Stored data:
* * * * * * *

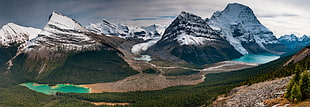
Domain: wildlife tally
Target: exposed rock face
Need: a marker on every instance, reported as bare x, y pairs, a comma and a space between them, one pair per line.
292, 41
254, 95
300, 55
244, 32
190, 38
12, 34
62, 32
124, 31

* * * * * * *

**GIVEN REQUEST**. Please write out every line of the entries above exactly as they appear, leaving out the pictures.

**WRITTEN ANSWER**.
Domain: wildlife tally
Target: exposed rock face
Need: a marker on every instance, reported as bare x, y pairs, a comma and a space between them, one pair per line.
292, 41
254, 95
300, 55
244, 32
190, 38
12, 34
62, 32
124, 31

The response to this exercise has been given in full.